* Problem details:
Gather every line of the data that contains the word "each", treating uppercase and lowercase letters as different.
==============================
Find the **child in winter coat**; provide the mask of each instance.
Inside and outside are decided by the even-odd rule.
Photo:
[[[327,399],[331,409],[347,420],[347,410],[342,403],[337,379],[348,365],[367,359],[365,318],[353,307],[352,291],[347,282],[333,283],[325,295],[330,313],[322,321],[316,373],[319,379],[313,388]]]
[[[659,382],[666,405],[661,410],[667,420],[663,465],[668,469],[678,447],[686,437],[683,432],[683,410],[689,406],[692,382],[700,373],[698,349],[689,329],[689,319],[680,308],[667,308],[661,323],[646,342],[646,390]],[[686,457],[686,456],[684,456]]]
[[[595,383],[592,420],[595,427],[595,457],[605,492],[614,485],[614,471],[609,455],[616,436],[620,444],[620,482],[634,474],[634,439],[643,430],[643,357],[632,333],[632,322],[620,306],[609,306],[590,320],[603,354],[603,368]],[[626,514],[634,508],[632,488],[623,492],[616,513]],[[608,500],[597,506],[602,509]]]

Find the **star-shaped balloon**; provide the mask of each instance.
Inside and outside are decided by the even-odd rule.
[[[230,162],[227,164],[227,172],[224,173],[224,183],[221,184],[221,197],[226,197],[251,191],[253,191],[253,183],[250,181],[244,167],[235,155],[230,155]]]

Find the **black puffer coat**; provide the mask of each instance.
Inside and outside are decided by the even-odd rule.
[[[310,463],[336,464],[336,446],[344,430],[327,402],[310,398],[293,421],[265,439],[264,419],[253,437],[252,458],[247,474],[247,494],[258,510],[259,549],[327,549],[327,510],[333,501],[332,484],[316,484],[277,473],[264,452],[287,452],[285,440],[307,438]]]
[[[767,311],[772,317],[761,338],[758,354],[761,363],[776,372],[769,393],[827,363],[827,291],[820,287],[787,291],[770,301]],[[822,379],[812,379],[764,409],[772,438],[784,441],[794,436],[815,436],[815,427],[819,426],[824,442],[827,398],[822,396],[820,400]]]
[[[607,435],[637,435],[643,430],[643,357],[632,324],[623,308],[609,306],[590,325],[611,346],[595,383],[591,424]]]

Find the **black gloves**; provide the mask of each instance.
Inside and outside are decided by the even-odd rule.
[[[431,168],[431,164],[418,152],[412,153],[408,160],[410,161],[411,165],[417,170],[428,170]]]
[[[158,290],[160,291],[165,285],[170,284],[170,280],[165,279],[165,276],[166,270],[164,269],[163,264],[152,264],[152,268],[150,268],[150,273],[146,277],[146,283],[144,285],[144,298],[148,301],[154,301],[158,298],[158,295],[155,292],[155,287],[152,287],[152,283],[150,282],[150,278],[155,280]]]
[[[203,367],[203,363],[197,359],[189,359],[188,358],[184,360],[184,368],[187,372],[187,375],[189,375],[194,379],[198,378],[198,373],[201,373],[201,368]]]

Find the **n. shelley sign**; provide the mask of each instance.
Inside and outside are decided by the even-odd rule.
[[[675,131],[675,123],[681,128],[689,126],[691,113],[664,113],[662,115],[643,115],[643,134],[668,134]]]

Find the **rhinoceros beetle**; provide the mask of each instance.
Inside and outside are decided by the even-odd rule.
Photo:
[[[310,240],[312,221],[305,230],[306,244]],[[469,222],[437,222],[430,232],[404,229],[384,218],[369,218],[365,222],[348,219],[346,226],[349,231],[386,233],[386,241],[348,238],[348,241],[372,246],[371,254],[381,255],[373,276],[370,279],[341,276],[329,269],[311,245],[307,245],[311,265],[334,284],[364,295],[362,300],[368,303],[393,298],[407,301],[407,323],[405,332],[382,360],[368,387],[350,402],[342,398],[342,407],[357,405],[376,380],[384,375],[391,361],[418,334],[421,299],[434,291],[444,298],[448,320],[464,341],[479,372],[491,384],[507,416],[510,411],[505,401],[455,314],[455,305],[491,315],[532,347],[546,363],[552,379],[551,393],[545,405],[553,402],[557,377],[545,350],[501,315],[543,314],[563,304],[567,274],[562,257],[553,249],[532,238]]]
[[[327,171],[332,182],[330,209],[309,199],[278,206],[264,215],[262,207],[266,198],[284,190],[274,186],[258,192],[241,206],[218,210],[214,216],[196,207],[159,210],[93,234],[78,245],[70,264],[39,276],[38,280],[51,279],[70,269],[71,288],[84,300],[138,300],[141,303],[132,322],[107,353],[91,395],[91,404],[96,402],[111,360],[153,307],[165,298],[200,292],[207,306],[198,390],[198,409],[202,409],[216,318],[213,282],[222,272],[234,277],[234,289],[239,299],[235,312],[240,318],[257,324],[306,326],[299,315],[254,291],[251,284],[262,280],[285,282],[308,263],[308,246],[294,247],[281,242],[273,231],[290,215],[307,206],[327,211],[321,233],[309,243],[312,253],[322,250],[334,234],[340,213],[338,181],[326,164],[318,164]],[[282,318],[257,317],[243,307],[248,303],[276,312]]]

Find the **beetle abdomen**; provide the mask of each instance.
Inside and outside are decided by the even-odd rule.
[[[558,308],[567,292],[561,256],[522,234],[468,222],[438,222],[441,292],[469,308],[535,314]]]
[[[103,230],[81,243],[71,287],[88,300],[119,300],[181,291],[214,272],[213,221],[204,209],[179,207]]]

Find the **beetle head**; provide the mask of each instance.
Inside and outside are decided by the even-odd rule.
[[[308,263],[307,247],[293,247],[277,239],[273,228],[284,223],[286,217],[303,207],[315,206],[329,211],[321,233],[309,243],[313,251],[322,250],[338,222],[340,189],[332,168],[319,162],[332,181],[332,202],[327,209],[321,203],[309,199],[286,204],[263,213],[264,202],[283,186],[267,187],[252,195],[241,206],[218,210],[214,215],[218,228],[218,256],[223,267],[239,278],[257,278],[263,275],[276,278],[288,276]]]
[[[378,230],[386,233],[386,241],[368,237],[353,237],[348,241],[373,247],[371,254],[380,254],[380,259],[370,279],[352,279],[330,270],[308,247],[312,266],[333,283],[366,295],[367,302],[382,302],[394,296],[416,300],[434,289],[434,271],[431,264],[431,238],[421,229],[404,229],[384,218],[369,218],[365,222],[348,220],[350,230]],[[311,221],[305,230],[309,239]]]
==============================
* Solved exercise:
Find the **child in winter coat**; provide the mask of each instance.
Find the **star-shaped balloon**; provide the mask of each instance.
Find the **black puffer coat**; provide the mask of each instance.
Find the **black gloves**; provide the mask of each instance.
Find the **n. shelley sign**; provide the mask of each instance.
Find the **rhinoceros beetle**; provide the mask of each instance.
Find the **beetle abdomen**; provide the mask of each instance.
Find the **beetle head**; provide the mask of each instance.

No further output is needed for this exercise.